• **Written request**
Would you copy only the lines below, beginning with the one that contains "Can you find the paved path" and running through the last entry line?

• **Records supplied**
**********
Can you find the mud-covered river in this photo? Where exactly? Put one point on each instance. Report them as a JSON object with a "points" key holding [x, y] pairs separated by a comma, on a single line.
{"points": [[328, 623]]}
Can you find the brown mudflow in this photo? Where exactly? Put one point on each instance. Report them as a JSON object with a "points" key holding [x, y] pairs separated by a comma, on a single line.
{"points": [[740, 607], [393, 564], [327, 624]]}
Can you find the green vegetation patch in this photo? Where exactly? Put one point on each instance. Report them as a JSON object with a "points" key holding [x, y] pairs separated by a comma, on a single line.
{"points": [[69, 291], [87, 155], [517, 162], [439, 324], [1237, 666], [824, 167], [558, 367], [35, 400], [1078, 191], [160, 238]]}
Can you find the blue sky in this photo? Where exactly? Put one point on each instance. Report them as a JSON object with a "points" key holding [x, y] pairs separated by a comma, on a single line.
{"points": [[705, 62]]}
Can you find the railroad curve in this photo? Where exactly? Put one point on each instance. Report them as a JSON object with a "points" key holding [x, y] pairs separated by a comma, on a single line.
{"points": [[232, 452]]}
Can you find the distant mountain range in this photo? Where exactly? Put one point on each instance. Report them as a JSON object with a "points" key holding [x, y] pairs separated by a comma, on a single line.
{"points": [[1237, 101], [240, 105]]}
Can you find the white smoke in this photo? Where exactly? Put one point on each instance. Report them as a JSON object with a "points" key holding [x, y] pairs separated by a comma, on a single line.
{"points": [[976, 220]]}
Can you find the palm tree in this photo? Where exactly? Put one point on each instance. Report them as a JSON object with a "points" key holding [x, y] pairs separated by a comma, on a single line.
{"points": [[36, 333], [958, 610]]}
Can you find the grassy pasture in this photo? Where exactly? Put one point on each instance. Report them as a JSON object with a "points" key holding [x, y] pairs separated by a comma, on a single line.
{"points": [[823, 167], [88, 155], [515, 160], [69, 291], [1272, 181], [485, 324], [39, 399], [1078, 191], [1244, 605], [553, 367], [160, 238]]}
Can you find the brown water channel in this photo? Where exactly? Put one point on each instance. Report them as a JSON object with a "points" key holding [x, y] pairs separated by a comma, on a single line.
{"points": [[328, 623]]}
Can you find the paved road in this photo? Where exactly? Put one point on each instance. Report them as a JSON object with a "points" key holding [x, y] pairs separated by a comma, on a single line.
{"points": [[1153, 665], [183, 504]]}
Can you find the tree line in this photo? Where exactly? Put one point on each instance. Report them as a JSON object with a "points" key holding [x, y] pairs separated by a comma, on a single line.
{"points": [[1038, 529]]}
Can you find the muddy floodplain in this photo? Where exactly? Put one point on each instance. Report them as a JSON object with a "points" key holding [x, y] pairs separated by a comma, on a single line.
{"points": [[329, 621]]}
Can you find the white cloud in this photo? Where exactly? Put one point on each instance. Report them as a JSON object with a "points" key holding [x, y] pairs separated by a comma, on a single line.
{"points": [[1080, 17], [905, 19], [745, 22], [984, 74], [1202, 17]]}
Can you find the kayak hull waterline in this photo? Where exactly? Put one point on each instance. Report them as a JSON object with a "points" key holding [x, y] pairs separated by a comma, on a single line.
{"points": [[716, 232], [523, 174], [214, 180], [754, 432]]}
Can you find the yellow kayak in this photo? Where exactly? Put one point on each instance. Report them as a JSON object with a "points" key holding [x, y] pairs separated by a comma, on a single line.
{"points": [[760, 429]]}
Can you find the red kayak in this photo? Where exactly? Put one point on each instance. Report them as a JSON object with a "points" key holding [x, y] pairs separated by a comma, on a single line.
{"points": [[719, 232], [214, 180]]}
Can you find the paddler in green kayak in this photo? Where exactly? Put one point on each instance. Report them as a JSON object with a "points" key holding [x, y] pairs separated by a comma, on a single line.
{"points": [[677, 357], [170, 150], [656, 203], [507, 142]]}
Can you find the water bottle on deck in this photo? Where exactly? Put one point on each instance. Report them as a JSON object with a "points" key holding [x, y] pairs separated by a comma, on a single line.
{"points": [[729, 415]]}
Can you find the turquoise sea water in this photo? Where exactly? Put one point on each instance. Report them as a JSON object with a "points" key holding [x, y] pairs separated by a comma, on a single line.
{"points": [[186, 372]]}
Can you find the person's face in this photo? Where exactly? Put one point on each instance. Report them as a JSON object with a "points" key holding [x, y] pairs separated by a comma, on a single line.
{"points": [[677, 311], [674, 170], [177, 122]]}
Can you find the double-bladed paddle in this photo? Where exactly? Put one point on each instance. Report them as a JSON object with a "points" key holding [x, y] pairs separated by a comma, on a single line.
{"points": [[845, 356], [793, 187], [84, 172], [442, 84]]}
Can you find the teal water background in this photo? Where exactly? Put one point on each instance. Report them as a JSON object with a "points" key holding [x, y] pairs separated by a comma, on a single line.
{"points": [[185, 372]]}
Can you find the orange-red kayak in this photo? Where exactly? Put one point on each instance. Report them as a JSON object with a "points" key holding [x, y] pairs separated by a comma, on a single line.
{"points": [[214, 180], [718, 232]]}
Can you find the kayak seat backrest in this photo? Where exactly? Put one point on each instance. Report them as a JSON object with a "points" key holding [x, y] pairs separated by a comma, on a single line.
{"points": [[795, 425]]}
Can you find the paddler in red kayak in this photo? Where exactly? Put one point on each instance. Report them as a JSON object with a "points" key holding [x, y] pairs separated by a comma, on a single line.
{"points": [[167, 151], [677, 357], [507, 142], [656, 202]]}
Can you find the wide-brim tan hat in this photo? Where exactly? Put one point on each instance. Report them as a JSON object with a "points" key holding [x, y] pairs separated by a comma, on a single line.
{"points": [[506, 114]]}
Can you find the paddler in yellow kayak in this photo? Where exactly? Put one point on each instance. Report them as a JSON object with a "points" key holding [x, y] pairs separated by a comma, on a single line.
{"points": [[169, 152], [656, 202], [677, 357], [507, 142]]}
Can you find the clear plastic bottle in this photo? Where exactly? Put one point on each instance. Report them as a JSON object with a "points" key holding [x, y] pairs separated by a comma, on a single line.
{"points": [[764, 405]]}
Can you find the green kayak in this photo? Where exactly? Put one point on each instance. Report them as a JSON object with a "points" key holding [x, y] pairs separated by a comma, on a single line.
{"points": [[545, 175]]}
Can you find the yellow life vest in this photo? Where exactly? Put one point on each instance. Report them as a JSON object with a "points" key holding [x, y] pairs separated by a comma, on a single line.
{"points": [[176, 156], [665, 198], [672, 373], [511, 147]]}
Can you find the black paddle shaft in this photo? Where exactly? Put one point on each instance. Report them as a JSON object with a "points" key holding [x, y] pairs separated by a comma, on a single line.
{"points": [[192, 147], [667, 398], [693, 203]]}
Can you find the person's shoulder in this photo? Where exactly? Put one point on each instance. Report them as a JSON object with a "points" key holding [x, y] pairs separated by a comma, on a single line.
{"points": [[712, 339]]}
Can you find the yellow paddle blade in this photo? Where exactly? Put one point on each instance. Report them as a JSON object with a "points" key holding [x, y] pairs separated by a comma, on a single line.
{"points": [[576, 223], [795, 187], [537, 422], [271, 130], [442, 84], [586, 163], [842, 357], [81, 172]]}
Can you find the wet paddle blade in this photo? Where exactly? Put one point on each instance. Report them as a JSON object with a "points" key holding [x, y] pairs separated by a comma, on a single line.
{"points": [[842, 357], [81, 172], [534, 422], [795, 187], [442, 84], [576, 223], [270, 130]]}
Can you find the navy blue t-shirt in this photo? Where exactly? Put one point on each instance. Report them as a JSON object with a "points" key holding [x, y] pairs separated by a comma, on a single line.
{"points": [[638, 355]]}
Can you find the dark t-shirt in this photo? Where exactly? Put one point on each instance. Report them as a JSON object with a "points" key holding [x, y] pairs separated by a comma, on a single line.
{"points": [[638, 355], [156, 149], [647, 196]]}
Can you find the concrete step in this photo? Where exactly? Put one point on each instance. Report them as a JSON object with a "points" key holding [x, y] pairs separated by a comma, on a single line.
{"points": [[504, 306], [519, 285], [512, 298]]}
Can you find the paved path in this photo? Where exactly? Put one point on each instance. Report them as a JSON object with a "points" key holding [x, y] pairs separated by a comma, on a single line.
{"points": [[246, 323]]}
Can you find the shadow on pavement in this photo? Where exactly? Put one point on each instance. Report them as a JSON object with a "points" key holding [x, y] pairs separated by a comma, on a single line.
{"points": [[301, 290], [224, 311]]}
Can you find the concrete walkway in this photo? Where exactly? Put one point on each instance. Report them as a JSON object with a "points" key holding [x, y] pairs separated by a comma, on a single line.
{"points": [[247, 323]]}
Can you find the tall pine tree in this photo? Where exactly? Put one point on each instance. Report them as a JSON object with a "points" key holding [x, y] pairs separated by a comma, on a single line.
**********
• **Solution to the problem**
Can you find the paved path in this photo? Where exactly? Put one point on each instance. Report them as a JSON object with a "points" key holding [x, y] pairs separated by a comma, on a single line.
{"points": [[246, 323]]}
Can you find the shadow on pavement in this photo? Where exactly? Put one point on each instance. Report them as a JSON object with a "points" key holding [x, y] pairs separated by a comma, on a single line.
{"points": [[301, 290], [224, 311]]}
Can you find the concrete walkway in this photo? Where exactly? Put one point on each instance. Report them as a JSON object with a "points" key holding [x, y] pairs separated by a comma, on a single line.
{"points": [[247, 323]]}
Can you find the tall pine tree in this photo? Where exactly? Put one point on each instance. Report them as a JSON object with a "points" key holding [x, y] pairs separated by a comma, on a single line.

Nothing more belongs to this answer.